• TEKS BACAAN
Candi Batujaya Sebagai Peninggalanan Kerajaan Tarumanagara – Ditemukannya sejumlah candi di daerah pantai Utara Jawa Barat yaitu Batujaya dan Cibuaya, merupakan suatu hal yang menarik untuk dikaji. Sejak pada awalnya tidak pernah ada catatan atau laporan kepurbakalaan Jawa Barat yang menyebut peninggalan candi di Batujaya.
De Haan, menyebutkan bahwa daerah Batujaya pada tahun 1684 masih berupa rawa. Dari sumber-sumber Belanda diketahui bahwa mulai tanggal 24 April 1684, tambak-tambak disekitar sungai Citarum sampai Ciparage, kecuali rawa Batujaya, disewakan oleh Tumenggung Panata Yuda kepada orang-orang Cina. Tumenggung Panata Yuda adalah orang yang memegang pemerintahan dan berkedudukan di Karawang (de Haan, 1912:462). Pada tahun 1691 daerah Karawang dan sekitarnya diperintah oleh Tumenggung Wirabaya. Rupanya pada tahun 1691 telah terjadi penggantian Tumenggung yang menguasai daerah Karawang.
Tahun 1706 komandan Belanda di Tanjung Pura (sekitar 5 km sebelah Barat Karawang) memperingatkan Wirabaya tentang janjinya untuk membersihkan rawa-rawa di sekitar Batujaya untuk dijadikan sawah dan ditanami pohon nila (de Haan, 1912:649). De Haan juga melaporkan, bahwa pada tahun 1810 daerah Bekasi, yaitu daerah Terusan sampai daerah Batujaya sepanjang sungai Citarum, tidak dapat dipetakan karena kurangnya data tentang daerah tersebut (de Haan, 1912:166). Berdasarkan keterangan tersebut tampak bahwa daerah Batujaya dan sekitarnya saat itu sangat sulit dicapai karena keadaannya alamnya masih berupa rawa dan hutan bakau, sehingga tidak ada sarjana Belanda yang meneliti daerah tersebut.

(Entri Tersimpan)

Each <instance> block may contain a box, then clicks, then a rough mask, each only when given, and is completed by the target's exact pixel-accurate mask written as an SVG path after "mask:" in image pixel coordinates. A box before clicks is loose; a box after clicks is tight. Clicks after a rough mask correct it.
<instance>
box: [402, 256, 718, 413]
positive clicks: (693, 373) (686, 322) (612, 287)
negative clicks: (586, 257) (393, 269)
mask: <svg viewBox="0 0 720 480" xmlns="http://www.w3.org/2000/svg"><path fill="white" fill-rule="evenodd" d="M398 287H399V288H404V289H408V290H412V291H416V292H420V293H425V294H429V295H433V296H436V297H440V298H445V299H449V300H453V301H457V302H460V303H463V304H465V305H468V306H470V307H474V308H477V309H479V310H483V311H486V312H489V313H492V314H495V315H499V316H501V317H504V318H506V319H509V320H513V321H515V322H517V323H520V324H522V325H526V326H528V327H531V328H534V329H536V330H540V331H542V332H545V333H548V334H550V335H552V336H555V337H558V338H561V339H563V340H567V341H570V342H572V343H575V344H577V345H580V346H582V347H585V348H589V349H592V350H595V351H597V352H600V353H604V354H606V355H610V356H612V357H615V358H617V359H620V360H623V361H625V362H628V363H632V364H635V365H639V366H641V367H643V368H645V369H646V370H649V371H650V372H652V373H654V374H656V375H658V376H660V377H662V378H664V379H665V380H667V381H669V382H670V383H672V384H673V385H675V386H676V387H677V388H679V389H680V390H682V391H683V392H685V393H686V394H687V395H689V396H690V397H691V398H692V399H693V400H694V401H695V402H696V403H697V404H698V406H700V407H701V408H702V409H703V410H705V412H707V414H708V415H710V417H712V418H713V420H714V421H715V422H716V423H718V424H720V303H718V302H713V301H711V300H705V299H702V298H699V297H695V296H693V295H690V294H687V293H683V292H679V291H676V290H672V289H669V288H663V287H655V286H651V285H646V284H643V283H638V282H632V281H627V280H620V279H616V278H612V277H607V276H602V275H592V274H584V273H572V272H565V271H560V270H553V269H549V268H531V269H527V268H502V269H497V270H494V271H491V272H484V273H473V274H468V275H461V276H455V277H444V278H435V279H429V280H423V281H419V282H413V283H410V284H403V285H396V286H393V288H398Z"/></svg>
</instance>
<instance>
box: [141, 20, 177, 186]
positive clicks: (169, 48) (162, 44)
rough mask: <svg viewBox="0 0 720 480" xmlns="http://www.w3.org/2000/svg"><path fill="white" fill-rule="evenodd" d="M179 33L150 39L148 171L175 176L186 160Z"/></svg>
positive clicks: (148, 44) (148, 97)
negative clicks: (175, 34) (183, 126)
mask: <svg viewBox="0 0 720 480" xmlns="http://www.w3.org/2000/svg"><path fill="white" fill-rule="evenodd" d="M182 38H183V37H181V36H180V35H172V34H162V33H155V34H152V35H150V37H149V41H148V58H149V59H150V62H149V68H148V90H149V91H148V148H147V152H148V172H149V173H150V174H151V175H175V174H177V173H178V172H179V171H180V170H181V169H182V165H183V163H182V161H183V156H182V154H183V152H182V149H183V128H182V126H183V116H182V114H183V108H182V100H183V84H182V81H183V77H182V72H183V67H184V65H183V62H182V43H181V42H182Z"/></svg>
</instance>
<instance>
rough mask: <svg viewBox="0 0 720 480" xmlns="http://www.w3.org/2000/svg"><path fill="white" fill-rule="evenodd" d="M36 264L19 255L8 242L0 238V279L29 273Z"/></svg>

• TUGAS LATIHAN
A - Menurut teks tentang Candi Batujaya, kepada siapa Tumenggung Panata Yuda menyewakan tambak-tambak di sekitar sungai Citarum?
B - Ubahlah bagian teks tentang Candi Batujaya dari "Tahun 1706 komandan" sampai dengan "meneliti daerah tersebut." dengan mengganti "hutan bakau" menjadi "hutan nipah".

• HASIL YANG DIHARAPKAN
A - Kepada orang-orang Cina.

B -
Tahun 1706 komandan Belanda di Tanjung Pura (sekitar 5 km sebelah Barat Karawang) memperingatkan Wirabaya tentang janjinya untuk membersihkan rawa-rawa di sekitar Batujaya untuk dijadikan sawah dan ditanami pohon nila (de Haan, 1912:649). De Haan juga melaporkan, bahwa pada tahun 1810 daerah Bekasi, yaitu daerah Terusan sampai daerah Batujaya sepanjang sungai Citarum, tidak dapat dipetakan karena kurangnya data tentang daerah tersebut (de Haan, 1912:166). Berdasarkan keterangan tersebut tampak bahwa daerah Batujaya dan sekitarnya saat itu sangat sulit dicapai karena keadaannya alamnya masih berupa rawa dan hutan nipah, sehingga tidak ada sarjana Belanda yang meneliti daerah tersebut.